### Records from an annotation dataset
□ □ □ □
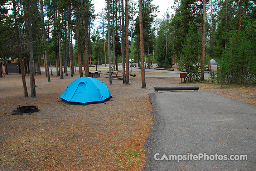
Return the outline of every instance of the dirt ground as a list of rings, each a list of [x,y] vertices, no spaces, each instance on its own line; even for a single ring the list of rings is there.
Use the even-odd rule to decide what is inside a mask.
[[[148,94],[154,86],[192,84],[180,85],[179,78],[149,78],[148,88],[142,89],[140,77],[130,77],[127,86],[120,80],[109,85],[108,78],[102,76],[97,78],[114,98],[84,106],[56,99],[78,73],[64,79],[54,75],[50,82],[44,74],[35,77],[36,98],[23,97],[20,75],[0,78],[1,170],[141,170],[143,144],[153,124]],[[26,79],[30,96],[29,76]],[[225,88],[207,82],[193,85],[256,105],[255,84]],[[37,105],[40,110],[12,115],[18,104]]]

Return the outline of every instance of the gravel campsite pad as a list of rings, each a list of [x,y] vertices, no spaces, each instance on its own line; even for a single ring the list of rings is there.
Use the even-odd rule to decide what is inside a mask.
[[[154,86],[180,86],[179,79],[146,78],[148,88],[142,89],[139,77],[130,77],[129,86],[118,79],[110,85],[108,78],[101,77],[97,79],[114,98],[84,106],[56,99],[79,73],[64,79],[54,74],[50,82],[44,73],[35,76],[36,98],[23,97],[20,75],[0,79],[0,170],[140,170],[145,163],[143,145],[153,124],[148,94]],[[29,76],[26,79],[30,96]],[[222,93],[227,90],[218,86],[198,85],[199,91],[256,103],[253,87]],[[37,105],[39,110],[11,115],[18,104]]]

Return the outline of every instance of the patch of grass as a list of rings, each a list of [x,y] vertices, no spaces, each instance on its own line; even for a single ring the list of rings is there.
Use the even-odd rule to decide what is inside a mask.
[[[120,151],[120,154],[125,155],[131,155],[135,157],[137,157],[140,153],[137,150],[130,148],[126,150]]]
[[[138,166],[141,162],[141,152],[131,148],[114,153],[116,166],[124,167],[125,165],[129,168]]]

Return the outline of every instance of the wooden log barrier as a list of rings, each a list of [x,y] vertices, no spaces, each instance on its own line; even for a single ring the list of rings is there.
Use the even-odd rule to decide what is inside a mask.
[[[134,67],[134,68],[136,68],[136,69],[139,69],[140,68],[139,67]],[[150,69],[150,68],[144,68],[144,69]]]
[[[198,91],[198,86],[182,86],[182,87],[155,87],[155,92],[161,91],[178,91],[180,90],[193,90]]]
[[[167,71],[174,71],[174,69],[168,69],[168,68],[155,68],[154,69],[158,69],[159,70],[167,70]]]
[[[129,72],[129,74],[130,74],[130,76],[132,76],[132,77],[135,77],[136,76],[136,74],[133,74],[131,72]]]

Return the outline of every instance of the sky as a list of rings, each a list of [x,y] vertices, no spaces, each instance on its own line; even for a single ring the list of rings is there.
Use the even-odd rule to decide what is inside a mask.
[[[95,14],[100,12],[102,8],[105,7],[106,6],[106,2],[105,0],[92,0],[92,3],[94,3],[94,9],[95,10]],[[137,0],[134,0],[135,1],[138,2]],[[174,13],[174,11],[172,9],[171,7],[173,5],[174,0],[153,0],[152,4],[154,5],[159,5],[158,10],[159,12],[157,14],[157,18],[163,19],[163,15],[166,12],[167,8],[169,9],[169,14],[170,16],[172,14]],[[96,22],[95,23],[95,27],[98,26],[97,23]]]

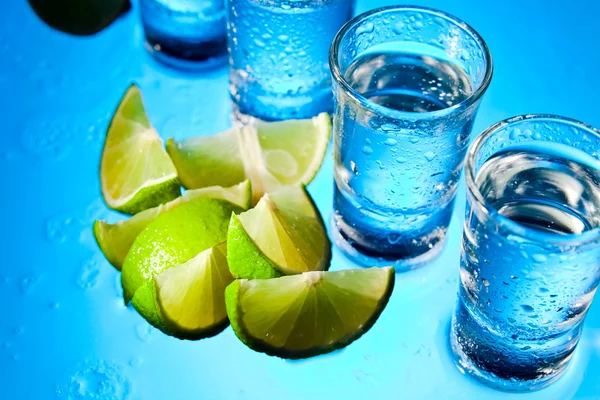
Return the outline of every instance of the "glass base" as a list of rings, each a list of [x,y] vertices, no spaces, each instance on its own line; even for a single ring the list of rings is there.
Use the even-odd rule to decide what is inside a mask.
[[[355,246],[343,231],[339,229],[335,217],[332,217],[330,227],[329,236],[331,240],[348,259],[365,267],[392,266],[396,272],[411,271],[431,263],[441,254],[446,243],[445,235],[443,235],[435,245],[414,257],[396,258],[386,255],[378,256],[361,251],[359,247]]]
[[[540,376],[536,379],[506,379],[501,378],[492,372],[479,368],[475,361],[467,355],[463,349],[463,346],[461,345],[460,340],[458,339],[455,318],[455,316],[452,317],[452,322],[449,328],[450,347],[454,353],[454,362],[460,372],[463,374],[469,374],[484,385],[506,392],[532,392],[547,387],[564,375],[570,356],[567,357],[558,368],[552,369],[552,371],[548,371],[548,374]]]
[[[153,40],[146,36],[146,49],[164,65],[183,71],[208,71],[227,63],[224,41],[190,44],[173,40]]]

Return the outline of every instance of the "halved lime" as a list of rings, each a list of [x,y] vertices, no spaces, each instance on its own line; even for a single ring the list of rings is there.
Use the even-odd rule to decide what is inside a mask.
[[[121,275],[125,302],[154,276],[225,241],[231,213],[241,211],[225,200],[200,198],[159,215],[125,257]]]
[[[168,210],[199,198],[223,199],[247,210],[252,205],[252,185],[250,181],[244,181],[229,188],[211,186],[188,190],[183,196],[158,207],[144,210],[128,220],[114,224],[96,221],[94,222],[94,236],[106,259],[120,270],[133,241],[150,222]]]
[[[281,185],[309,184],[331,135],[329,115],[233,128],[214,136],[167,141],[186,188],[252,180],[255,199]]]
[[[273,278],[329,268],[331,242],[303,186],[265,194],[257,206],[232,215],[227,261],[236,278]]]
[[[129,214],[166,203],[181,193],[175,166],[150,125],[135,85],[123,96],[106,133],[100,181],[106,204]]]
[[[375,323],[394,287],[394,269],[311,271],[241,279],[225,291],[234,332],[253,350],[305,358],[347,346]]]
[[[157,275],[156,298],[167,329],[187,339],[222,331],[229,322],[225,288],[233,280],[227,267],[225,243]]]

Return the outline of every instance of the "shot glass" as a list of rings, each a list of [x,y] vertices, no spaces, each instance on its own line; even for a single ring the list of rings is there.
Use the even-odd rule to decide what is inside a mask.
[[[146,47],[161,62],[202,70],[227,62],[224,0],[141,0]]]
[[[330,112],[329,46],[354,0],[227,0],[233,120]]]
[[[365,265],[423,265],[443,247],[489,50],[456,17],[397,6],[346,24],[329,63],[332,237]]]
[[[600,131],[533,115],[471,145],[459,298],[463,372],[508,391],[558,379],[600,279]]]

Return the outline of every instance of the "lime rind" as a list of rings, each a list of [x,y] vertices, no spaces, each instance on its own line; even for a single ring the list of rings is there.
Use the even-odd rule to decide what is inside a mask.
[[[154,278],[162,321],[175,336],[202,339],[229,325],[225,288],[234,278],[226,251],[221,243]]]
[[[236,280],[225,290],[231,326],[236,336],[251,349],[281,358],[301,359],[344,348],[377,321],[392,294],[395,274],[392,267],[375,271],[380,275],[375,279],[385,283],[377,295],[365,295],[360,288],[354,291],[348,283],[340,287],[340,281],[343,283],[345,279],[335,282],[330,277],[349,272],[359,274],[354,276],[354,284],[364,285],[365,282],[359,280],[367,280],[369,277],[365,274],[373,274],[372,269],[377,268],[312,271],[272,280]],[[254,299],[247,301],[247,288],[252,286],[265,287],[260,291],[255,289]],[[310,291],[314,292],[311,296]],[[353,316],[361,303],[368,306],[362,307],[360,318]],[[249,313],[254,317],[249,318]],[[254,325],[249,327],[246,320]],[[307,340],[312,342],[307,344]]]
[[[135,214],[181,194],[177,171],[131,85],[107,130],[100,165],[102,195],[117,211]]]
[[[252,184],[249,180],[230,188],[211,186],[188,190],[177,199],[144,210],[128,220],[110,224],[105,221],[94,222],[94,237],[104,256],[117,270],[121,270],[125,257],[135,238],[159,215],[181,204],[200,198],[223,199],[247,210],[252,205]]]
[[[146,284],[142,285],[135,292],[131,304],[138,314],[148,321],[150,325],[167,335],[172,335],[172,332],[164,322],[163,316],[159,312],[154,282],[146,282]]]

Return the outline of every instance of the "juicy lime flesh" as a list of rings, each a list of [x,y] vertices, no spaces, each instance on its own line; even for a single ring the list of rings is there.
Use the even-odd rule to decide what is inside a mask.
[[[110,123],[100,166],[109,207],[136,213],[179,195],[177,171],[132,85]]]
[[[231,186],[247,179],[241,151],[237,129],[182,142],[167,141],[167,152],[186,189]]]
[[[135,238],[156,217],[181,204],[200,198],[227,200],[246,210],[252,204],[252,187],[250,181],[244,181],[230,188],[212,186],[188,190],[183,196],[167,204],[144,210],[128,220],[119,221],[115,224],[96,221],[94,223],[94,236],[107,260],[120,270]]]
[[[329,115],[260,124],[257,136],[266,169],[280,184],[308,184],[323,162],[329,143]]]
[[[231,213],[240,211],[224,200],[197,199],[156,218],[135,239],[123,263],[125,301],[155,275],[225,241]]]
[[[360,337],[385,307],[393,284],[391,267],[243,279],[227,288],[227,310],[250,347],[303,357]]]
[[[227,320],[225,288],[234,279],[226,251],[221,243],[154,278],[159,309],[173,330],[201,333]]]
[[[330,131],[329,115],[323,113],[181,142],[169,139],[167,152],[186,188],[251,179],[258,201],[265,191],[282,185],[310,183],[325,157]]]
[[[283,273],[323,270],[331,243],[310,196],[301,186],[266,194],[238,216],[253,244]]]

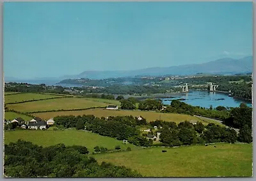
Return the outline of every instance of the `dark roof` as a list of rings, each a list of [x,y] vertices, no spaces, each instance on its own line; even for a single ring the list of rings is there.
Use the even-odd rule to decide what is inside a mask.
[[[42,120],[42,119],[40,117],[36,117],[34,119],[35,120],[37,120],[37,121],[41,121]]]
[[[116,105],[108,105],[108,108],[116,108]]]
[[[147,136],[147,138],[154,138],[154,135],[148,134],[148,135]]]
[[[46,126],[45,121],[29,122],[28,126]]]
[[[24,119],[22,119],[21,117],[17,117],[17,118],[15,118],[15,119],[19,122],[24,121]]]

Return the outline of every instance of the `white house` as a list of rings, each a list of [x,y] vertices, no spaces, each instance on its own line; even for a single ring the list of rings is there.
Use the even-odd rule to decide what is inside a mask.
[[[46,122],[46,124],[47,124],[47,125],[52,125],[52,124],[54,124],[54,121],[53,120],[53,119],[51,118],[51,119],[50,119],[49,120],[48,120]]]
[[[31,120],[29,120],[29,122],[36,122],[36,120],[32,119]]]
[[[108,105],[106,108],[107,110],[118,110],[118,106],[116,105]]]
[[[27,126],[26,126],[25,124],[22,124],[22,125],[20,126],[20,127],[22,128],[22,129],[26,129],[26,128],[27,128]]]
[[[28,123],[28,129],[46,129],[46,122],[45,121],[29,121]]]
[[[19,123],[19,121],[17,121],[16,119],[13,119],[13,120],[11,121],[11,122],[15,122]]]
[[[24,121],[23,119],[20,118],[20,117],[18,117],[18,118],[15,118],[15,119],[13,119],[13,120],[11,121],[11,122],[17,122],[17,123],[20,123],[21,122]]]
□ □ □ □
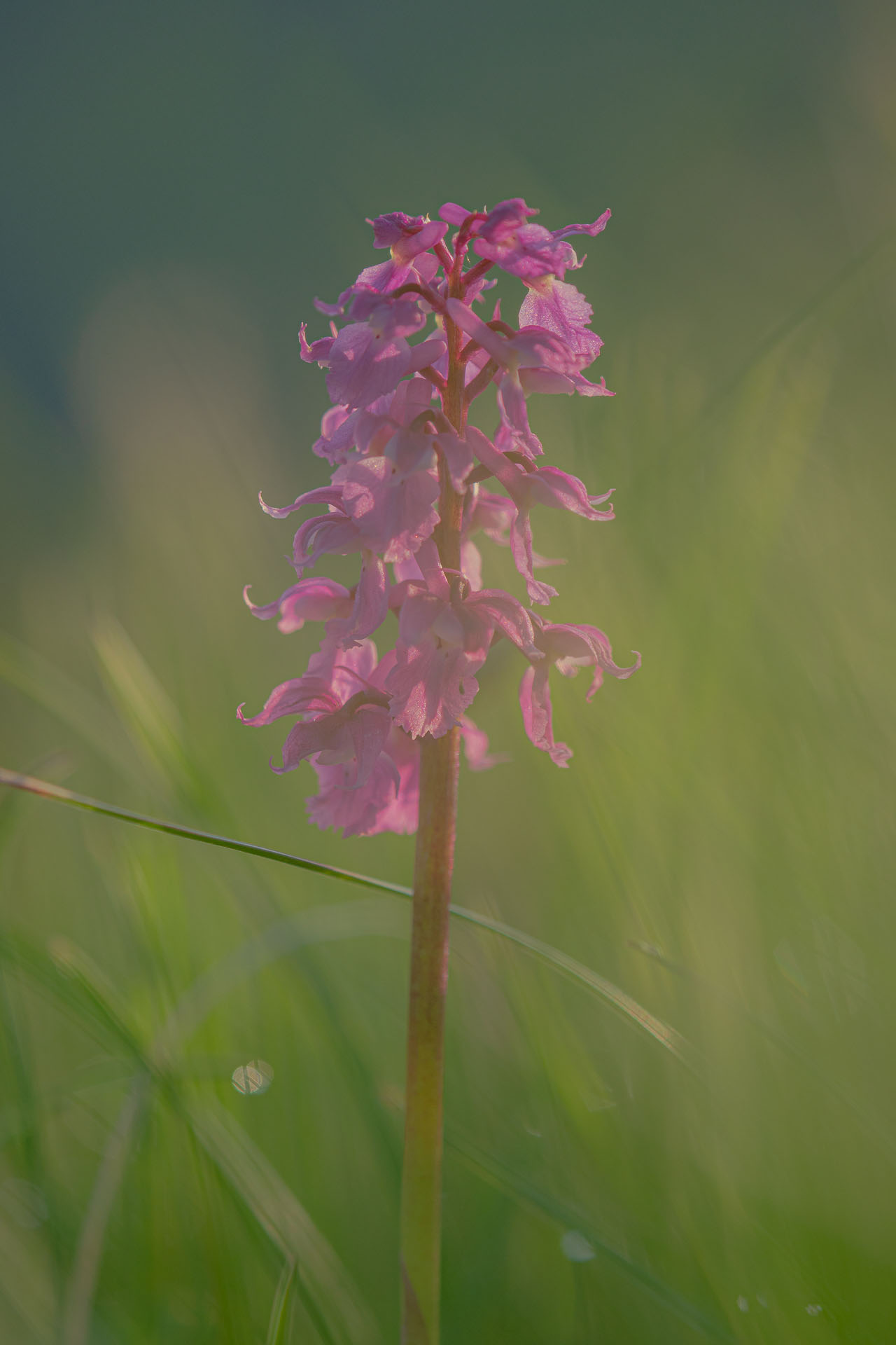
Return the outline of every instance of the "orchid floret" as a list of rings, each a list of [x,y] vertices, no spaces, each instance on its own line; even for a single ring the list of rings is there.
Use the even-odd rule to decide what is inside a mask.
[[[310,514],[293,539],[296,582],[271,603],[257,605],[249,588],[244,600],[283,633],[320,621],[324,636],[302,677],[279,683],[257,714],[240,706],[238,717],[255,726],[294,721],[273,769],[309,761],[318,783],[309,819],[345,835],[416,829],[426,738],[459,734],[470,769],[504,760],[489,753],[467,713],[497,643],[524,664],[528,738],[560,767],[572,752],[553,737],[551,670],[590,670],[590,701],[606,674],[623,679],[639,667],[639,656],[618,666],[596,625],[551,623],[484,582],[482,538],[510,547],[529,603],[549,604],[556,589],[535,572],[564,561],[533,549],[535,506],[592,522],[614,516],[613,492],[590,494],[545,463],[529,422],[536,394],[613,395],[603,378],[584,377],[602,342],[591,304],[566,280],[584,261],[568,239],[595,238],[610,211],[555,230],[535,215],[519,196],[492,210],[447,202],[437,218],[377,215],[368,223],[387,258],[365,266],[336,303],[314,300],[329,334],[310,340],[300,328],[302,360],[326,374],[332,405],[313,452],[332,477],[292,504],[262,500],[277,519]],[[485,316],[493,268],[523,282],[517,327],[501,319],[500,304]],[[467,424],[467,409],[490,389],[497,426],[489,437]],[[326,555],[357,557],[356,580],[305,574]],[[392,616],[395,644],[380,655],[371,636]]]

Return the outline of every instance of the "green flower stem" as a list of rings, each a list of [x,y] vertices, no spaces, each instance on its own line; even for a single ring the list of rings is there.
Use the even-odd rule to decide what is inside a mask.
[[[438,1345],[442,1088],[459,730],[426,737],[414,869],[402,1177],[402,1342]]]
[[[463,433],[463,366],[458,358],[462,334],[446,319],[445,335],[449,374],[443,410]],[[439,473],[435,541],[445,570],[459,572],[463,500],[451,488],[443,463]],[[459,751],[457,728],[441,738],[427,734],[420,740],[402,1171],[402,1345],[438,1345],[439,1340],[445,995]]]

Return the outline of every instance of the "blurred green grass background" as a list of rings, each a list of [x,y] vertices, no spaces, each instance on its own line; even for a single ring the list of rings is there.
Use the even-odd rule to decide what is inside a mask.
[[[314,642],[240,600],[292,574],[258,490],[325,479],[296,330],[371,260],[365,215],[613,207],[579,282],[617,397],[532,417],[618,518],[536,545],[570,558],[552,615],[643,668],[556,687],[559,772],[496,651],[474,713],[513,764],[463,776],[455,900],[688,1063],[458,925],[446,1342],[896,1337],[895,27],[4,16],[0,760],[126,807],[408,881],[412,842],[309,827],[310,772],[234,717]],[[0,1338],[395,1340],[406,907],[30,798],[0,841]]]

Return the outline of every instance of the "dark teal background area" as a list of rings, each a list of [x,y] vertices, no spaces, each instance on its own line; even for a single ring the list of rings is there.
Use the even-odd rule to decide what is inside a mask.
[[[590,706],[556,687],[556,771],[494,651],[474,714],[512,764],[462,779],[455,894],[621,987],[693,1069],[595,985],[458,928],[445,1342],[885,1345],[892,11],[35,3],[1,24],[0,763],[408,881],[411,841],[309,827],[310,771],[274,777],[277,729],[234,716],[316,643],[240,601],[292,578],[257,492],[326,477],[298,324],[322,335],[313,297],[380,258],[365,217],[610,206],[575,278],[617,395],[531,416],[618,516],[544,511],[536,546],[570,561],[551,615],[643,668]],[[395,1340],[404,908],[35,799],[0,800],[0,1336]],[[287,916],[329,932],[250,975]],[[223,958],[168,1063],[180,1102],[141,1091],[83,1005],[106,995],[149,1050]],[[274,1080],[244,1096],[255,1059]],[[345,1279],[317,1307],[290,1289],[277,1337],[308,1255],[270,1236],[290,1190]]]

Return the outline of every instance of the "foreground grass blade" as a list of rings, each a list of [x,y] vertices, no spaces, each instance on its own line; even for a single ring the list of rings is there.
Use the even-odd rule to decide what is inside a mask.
□ □ □ □
### Your task
List every line in the rows above that contains the word "patch".

### Answer to the task
Return the outline of every instance of the patch of grass as a list of rings, each a list of [x,y] vertices, no spaces, each instance on its own line; even for a single ring the list of rings is there.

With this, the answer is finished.